Input material

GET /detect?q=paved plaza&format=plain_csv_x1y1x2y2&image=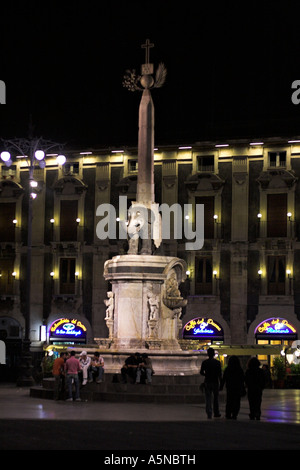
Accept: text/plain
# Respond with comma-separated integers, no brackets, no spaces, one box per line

0,384,300,458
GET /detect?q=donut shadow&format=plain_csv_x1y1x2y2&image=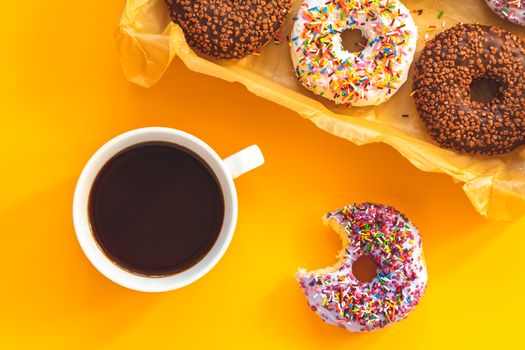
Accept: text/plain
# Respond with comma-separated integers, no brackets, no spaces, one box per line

259,277,381,348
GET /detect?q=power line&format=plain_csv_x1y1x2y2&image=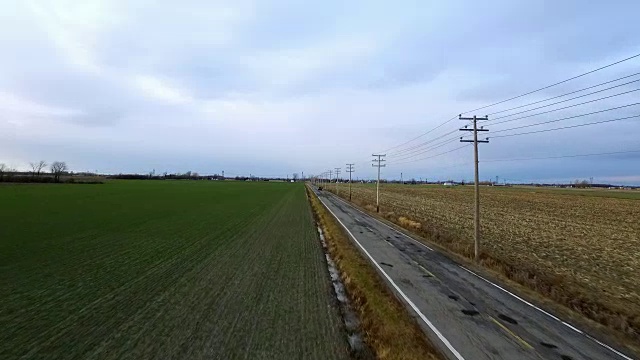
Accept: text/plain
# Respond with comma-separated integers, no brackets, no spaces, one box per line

482,150,640,162
462,54,640,114
487,72,640,116
493,102,640,133
384,54,640,156
383,115,458,152
489,89,640,125
389,129,458,156
492,115,640,138
388,134,472,161
493,79,640,120
390,144,471,165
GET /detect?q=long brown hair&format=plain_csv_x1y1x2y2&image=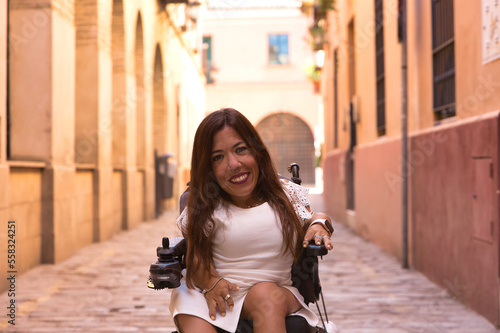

What is required
Copy every line of the material above without any changes, and leave the pictures out of your copy.

Written solution
GET /detect?q=paved plaza&format=plain_csv_x1y1x2y2&image=
Accept: text/plain
# Respond with comma-separated integers, no brackets, no spaces, one box per line

0,384,300,458
GET /detect?q=donut shadow&format=plain_csv_x1y1x2y2&image=
Accept: text/plain
# Respond with comma-separated integers, no brackets, no spaces, one box per line

259,277,381,348
GET /detect?q=power line&format=plain_csv_x1y1x2y2&image=
Accept: text/plain
# Respond with comma-separated integers, no brackets, no spaces, one box per line

482,150,640,162
462,54,640,114
487,72,640,116
493,102,640,133
384,54,640,156
383,115,458,152
489,89,640,125
389,129,458,156
492,115,640,138
388,134,472,161
493,79,640,120
390,144,471,165
GET /detect?q=long brown hair&format=plain_csv_x1y1x2y2&image=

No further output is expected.